» Things to do:
- A) In the text on the City of Clinton's emergency communications, at what rate does the CodeRED system distribute calls?
- B) Extend the text on the City of Clinton's emergency communications, picking up after its final sentence.
Start of Text under study
E-911 Mission Statement

The City of Clinton Public Safety Communications Center strives to provide the most effective emergency and non-emergency communications possible. To attain this goal we must establish professional standards and attract, train, and retain the qualified employees nessessary to provide this service.

Department Goals

Provide the most effective emergency communications possible for the citizens of and visitors to the City of Clinton

Provide all public safety field personnel with professional communication services with empasis on safety, accuracy, and cooperation.

Provide good jobs to competent people.

Establish a relevant and effective training program

Maintain professional standards.

Assist other public safety departments and outside agencies whenever possible.

Be innovative.


Amie Davis


David Brooks


Tyler Lindsey


About 911


The City of Clinton - 
has instituted a rapid emergency notification and Weather Warning service called CodeRED®. The system distributes emergency messages and weather alaerts via telephone to targeted areas or the entire city at a rate of 1,000 calls per minute. CodeRED® employs a one-of-a-kind Internet mapping capability for geographic targeting of calls, coupled with a high speed telephone calling system capable of delivering customized pre-recorded emergency messages and severe weather alerts directly to homes and businesses, individuals and answering machines. You can register today to be added to the emergency call list.

Clinton's CodeRED system can be used in case of major fires, chemical spills, evacuations, lock downs, natural disasters, abductions, major water system problems, bomb threats and other emergencies. Calls can be geographically targeted for localized messaging. If widespread, the entire community could be called in a matter of minutes.
End of Text under study
Start of Listed entries
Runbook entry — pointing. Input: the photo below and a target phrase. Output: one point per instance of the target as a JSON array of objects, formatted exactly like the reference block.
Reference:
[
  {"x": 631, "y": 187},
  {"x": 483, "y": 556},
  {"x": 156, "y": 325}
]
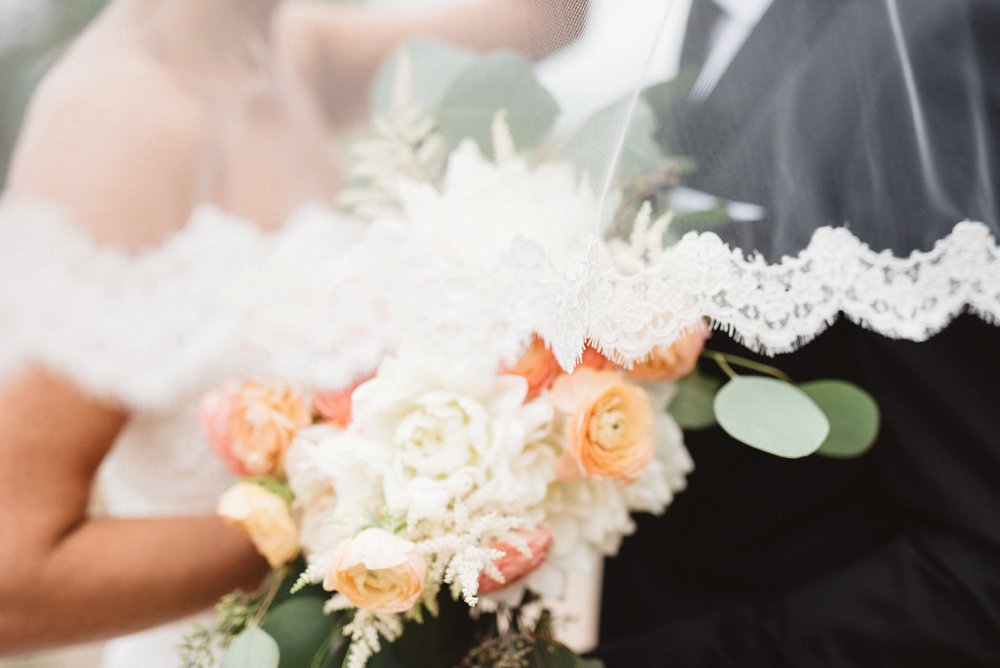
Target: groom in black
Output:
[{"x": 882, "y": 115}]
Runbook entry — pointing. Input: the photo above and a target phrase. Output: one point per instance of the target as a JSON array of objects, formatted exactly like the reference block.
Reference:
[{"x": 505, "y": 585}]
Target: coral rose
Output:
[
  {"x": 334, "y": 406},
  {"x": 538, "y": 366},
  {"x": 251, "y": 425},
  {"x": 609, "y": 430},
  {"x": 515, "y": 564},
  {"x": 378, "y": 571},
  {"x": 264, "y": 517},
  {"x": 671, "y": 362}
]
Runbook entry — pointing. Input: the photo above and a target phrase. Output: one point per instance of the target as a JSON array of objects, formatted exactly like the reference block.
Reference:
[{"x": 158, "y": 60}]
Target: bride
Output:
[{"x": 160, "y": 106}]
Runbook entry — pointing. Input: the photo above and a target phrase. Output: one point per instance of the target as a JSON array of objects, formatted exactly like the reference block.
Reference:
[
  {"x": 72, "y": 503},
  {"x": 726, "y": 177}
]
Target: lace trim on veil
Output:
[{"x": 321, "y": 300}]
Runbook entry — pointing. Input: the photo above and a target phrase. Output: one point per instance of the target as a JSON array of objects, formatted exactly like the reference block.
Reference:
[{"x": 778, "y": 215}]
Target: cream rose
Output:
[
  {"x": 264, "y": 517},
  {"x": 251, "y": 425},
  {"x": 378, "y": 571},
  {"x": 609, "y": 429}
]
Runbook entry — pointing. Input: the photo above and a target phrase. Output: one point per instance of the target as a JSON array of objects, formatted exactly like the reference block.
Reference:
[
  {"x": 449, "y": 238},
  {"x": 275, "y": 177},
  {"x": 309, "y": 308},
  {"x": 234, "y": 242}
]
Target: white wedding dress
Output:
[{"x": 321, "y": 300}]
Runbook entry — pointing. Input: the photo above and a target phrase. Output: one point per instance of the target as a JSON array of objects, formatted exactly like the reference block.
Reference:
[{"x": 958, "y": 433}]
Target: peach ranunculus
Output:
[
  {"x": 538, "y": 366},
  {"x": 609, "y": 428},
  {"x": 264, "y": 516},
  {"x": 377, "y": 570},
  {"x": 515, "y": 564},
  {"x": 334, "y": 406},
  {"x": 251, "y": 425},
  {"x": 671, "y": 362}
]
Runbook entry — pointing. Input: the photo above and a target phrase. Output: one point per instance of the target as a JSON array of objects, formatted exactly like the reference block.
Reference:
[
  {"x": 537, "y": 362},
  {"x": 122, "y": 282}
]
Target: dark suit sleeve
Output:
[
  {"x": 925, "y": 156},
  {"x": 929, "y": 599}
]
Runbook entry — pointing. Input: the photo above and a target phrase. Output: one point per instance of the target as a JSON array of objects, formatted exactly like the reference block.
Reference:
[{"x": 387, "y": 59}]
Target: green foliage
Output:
End of Listed entries
» Task results:
- A) 1,000 calls per minute.

- B)
Residents, who live inside the Clinton City limits, are welcome and encouraged to enter their contact information for home, business and mobile phones so they may be contacted by the system in the event of an emergency. It is important for residents and businesses to register, especially if they use unlisted numbers, cell phones or VOIP. Those who do not register their address and phone number may not be notified with CodeRED in the case of an emergency.

CodeRED Frequently Asked Questions:  CLICK HERE

Registration is confidential, free and easy.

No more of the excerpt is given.